- COMPITI -
(1) Rispondi alle domande seguenti in base all'intervista.
(a) Chi dirigeva la Scuola frequentata al Teatrino di Via Laura?
(b) Quale materia insegnava Melani al Conservatorio di Firenze?
(c) In quale città si trovava la compagnia la seconda volta che fu recitata la dichiarazione d'amore?
(2) Elenca tutte le città nominate nell'intervista.

- TESTO DI PARTENZA -
Ha frequentato una Scuola di recitazione?
Sono andato in una Scuola che era diretta da Raffaello Melani, al Teatrino di Via Laura, qui a Firenze, una scuola che non c’è più. Melani era insegnante di recitazione ed era anche il direttore della Scuola. Devo dire che lui non sapeva come si insegnasse a una persona a essere attore. L’unica cosa che sapeva fare era la pausa: «Pausa!» diceva. E da lui ho imparato a fare le pause. Era una persona deliziosa. Era insegnante di Storia della Musica al Conservatorio di Firenze. In questo era bravissimo, forse. Non lo so perché non ho mai fatto la Scuola di Musica. Ma come insegnante di recitazione credo di non avere imparato niente da lui. Però ho fatto due spettacoli il primo anno e il secondo anno. I due spettacoli di fine anno. E sono stato criticato dal critico di Firenze – che era cattivissimo – in modo straordinario, eccezionale. Una era una commedia che era stata fatta da Ruggeri e la seconda, il secondo anno, era una commedia che aveva appena fatto Benassi. Sia Ruggeri che Benassi le avevano interpretate uno o due giorni prima di me, quindi il critico aveva in mente il ricordo fresco sia di Ruggeri che di Benassi. In queste due commedie facevo le parti di uomo anziano, non di giovane. Quando ho cominciato la mia carriera non ho mai fatto i giovani, gli «amorosi»: ho fatto un amoroso solo da ragazzo.
In quale commedia?
Lo facevo in una commedia in cui recitavo insieme ad una attrice di cui adesso non mi viene in mente il nome. Era una grande attrice italiana che poi è diventata insegnante alla Scuola di Recitazione di Roma. Facevo una parte di ragazzo che si era innamorato di una donna di una certa età. La commedia non mi ricordo come si intitolasse. La protagonista aveva ricevuto una dichiarazione d’amore da parte di un signore che aveva qualche anno meno di lei. Dato che era più giovane di lei, lei era incerta se dire o meno di sì a quest’uomo. Ma quando il ragazzo le fa, a sua volta, la dichiarazione d’amore, lei pensa «se me la fa un ragazzo, allora posso anche accettarla da un uomo di una certa età, anche se è più giovane di me». Questa era la trama della commedia. Questa dichiarazione d’amore che facevo io era un po’ lunghina, tanto che lei mi disse: «accorciamola perché non mi piace». Io ritenevo che fosse molto importante per la commedia e infatti era importante. Le risposi: «sì, la accorcio se il regista mi dice di accorciarla, non se me lo chiede lei». Lei si arrabbiò perché era la prima donna. La feci, in scena, una prima volta e, dopo, lei mi disse «tagliamola». La seconda volta eravamo a Bologna. E questa attrice, a un certo punto, dice una battuta che ne saltava molte in modo da arrivare prima alla fine della commedia. Ed io, a questa sua battuta, risposi: «forse voleva dire…» e poi dissi la battuta che lei avrebbe dovuto dirmi. Lei mi lanciò una occhiata che pareva dire che mi avrebbe ammazzato volentieri. Però, alla fine, la feci talmente bene, evidentemente, questa dichiarazione d’amore che una signora, su un palchetto di proscenio del teatro dove recitavamo, disse «pauvrèn!» (poverino) e venne giù un applauso. E allora lei, l’attrice, rimase sbilanciata perché, da un lato, mi aveva voluto tagliare la parte e da quell’altro aveva sentito l’applauso preceduto da quel «pauvrèn!» detto con tanta affettuosità da questa signora. Questa è stata l’unica volta che ho fatto un «amoroso». Dopo ne ho fatte pochissime, anzi nessuna… Questi sono gli inizi. Le ho raccontato qualche episodio degli inizi.

- DATI FORNITI -

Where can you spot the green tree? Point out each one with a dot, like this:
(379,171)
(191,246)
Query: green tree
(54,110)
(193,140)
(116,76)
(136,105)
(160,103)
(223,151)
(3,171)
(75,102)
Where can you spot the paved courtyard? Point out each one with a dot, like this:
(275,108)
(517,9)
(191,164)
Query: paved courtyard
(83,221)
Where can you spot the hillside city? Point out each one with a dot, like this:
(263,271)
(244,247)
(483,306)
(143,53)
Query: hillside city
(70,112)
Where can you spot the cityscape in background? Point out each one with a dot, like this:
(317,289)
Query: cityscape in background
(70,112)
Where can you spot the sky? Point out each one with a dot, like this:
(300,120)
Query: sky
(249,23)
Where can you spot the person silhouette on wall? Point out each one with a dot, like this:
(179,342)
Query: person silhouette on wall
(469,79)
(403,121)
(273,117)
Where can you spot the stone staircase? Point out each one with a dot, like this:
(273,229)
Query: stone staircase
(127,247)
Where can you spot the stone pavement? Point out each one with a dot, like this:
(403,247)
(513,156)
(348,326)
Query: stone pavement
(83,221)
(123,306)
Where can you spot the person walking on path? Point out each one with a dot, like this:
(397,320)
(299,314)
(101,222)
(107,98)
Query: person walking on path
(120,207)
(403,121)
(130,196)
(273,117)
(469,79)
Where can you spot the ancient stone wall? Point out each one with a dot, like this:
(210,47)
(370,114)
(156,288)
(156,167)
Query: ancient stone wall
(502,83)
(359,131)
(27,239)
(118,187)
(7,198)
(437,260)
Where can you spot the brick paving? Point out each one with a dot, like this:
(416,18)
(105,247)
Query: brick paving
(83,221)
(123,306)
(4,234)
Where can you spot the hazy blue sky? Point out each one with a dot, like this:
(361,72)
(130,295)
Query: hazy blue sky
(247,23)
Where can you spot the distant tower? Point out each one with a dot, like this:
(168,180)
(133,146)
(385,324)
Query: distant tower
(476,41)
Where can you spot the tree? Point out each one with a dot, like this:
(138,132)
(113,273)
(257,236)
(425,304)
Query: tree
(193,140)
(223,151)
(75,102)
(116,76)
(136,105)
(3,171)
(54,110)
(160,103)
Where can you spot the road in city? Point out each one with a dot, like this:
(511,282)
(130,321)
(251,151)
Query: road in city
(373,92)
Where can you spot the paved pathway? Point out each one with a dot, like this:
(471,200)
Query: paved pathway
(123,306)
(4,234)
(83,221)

* * *

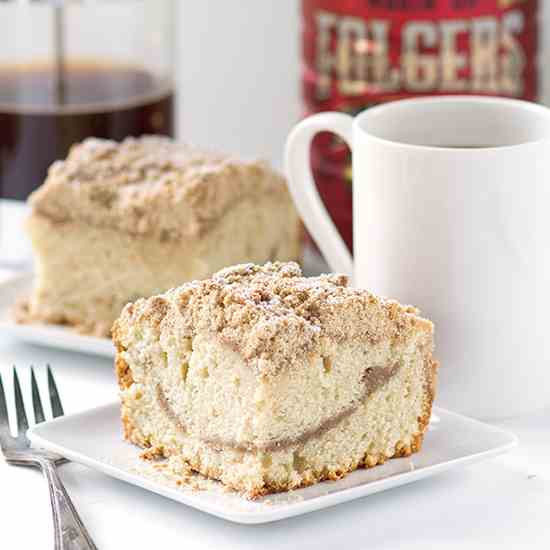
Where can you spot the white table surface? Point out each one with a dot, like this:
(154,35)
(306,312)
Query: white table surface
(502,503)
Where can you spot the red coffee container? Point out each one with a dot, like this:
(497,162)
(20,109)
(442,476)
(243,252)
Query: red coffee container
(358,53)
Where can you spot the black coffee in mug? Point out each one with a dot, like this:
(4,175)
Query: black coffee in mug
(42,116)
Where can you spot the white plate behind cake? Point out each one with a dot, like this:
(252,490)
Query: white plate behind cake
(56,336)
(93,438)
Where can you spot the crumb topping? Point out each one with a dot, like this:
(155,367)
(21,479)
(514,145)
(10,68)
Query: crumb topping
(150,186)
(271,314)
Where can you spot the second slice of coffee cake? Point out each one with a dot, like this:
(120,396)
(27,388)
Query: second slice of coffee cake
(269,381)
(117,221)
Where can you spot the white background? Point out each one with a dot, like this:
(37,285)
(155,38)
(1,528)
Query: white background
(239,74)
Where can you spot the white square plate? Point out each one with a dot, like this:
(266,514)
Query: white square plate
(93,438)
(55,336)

- RISULTATI PER COMPITO -
(1)
(a) Raffaello Melani.
(b) Storia della Musica.
(c) Bologna.

(2) Firenze, Roma, Bologna.